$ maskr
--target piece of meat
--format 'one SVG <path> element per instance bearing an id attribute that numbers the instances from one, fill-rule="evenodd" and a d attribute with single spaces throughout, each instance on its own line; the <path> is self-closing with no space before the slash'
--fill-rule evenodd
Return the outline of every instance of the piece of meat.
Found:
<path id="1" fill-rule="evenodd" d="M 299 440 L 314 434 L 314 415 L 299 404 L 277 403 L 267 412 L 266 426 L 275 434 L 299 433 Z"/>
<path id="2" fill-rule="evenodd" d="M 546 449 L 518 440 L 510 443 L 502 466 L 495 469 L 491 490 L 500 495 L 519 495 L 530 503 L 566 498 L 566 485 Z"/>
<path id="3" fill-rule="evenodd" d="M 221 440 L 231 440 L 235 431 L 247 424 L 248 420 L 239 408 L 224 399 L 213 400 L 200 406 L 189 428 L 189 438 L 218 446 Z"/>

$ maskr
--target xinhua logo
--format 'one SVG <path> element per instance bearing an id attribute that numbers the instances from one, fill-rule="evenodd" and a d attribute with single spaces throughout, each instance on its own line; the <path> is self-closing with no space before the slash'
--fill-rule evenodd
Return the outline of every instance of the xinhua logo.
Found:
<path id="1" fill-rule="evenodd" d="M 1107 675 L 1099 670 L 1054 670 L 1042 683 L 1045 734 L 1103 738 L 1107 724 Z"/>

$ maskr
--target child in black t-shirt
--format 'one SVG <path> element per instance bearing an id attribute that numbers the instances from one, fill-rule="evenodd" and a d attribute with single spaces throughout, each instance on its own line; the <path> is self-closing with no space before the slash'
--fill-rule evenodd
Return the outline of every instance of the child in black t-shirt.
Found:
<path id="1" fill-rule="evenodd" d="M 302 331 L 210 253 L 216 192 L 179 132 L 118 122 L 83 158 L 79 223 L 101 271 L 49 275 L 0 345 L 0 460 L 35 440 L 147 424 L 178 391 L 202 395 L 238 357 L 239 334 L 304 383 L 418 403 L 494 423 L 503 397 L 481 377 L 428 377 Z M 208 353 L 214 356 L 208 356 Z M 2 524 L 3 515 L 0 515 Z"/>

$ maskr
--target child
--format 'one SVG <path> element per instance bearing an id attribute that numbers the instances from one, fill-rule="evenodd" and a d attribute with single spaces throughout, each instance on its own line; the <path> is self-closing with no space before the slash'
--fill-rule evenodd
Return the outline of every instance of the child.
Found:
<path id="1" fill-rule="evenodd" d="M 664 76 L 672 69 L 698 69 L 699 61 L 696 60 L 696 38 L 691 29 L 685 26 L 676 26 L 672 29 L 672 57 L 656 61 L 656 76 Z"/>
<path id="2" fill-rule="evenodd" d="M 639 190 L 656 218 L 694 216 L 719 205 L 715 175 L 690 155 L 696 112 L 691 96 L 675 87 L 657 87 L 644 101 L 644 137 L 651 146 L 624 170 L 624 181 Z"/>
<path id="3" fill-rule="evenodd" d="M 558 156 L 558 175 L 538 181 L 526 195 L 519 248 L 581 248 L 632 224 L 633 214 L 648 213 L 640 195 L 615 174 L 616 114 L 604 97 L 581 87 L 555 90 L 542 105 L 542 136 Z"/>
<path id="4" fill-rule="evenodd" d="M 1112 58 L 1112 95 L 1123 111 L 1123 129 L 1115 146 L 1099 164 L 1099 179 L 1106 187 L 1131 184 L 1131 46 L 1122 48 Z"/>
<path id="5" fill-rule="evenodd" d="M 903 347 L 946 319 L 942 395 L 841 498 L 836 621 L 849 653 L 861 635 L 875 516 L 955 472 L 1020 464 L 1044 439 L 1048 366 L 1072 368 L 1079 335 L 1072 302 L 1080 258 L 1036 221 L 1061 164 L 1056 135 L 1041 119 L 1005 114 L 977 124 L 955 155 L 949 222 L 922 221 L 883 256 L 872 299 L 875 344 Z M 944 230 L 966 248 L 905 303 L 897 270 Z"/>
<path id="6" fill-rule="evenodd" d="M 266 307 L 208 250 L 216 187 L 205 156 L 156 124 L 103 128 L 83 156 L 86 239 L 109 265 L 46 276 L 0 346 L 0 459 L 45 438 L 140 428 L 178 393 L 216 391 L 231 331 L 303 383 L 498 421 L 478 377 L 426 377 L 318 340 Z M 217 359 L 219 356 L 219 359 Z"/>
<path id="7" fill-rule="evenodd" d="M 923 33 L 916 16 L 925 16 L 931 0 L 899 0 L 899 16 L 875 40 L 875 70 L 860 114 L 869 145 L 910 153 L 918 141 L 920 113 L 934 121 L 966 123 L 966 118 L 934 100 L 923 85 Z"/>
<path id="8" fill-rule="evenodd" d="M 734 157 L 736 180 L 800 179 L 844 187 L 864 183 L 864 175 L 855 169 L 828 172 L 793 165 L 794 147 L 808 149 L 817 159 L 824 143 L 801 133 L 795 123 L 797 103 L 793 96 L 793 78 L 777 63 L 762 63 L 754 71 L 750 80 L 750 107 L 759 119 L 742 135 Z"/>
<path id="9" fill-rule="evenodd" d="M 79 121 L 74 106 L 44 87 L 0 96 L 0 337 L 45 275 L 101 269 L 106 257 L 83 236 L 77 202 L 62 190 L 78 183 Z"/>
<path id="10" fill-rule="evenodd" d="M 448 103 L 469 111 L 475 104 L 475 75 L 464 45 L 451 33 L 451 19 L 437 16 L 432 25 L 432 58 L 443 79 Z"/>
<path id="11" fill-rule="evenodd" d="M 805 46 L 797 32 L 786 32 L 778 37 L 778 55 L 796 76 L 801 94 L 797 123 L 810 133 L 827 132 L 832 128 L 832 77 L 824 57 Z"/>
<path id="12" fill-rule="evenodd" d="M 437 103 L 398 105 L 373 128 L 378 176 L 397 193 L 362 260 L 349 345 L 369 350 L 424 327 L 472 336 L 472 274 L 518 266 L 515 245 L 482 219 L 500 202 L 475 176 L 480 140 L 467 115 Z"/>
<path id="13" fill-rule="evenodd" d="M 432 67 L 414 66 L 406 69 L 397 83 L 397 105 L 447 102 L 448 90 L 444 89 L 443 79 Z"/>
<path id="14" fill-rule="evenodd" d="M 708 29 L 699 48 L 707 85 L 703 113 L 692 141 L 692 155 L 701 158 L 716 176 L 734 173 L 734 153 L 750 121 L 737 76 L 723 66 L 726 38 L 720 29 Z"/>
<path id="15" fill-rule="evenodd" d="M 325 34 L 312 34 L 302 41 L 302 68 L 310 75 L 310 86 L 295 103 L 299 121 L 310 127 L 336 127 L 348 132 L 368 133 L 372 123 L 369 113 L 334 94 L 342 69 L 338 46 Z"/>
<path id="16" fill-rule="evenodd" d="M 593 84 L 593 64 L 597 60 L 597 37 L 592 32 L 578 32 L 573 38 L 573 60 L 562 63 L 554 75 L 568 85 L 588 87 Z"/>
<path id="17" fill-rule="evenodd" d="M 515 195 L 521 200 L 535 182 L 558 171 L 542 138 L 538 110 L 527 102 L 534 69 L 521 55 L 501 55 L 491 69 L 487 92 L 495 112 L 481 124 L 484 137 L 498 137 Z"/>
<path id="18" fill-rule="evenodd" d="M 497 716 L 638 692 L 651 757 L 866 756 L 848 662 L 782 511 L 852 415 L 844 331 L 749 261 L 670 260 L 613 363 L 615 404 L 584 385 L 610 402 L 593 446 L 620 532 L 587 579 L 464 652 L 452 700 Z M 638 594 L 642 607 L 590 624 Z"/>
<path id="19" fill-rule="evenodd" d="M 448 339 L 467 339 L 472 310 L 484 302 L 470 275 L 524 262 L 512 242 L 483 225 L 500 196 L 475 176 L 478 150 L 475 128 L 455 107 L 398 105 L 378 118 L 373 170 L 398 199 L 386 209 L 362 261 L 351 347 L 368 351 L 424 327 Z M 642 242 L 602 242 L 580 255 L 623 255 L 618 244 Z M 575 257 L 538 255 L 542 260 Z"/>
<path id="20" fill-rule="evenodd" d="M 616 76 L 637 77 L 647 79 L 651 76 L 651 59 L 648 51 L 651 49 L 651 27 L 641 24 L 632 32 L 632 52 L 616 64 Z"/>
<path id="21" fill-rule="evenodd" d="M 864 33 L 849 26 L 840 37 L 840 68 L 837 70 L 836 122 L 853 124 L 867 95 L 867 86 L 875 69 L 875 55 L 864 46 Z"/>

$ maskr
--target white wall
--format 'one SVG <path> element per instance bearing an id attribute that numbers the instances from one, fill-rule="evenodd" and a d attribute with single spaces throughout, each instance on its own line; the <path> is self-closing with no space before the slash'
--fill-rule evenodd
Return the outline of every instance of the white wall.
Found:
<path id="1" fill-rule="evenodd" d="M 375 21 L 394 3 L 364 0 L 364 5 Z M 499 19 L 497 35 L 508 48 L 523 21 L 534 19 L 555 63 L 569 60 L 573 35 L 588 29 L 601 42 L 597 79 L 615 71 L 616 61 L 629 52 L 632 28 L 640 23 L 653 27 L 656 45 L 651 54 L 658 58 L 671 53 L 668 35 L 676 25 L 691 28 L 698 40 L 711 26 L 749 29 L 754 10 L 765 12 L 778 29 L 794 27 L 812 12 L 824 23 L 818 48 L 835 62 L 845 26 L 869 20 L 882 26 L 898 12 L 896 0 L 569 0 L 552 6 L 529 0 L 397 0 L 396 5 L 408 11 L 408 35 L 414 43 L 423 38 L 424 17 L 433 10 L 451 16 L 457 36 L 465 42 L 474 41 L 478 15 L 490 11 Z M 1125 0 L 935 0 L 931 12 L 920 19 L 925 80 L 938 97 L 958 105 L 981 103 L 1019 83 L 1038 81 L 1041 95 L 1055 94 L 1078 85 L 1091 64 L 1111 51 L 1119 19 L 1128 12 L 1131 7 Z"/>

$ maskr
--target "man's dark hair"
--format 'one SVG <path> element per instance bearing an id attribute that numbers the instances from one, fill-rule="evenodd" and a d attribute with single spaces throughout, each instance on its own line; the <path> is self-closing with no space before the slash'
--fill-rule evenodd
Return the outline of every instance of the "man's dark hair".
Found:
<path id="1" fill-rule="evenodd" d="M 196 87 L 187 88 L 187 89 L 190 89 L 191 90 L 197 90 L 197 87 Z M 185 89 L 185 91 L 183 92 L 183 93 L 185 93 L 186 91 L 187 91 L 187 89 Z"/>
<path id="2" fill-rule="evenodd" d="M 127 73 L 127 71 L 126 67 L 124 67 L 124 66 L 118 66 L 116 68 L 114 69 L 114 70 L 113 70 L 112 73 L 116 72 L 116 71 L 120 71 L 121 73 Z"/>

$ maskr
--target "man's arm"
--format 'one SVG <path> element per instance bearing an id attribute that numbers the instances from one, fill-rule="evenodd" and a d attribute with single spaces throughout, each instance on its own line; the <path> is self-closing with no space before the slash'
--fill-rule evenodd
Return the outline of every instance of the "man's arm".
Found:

■ **TASK TO COMPLETE**
Output the material from its start through the line containing "1107 675 L 1099" as a two-column CSV with the columns command and result. Give one row for each answer: the text before it goes under command and the answer under result, each field quoted, with line breaks replaced by spaces.

■ **WRITTEN SOLUTION**
command,result
"$ maskr --target piece of meat --format 'one SVG <path> element per instance bearing an id attribute that numbers the instances from one, fill-rule=""evenodd"" and a d attribute with single spaces throughout, each instance on its own line; the <path> is self-closing with no space before the slash' --fill-rule evenodd Return the outline of every instance of the piece of meat. Found:","<path id=""1"" fill-rule=""evenodd"" d=""M 299 440 L 314 434 L 314 415 L 299 404 L 277 403 L 267 412 L 266 426 L 275 434 L 299 433 Z""/> <path id=""2"" fill-rule=""evenodd"" d=""M 546 449 L 518 440 L 510 443 L 502 466 L 495 469 L 491 490 L 500 495 L 519 495 L 530 503 L 566 498 L 566 485 Z""/> <path id=""3"" fill-rule=""evenodd"" d=""M 221 440 L 231 440 L 235 431 L 247 424 L 248 420 L 239 408 L 224 399 L 213 400 L 200 406 L 189 428 L 189 438 L 218 446 Z""/>"
"$ maskr --target xinhua logo --format 'one SVG <path> element per instance bearing an id attribute that numbers the instances from one, fill-rule=""evenodd"" and a d attribute with single spaces throughout, each instance on its own line; the <path> is self-closing with no space before the slash' --fill-rule evenodd Return the outline of every instance of the xinhua logo. Found:","<path id=""1"" fill-rule=""evenodd"" d=""M 1107 675 L 1099 670 L 1054 670 L 1042 683 L 1045 734 L 1103 738 L 1107 724 Z""/>"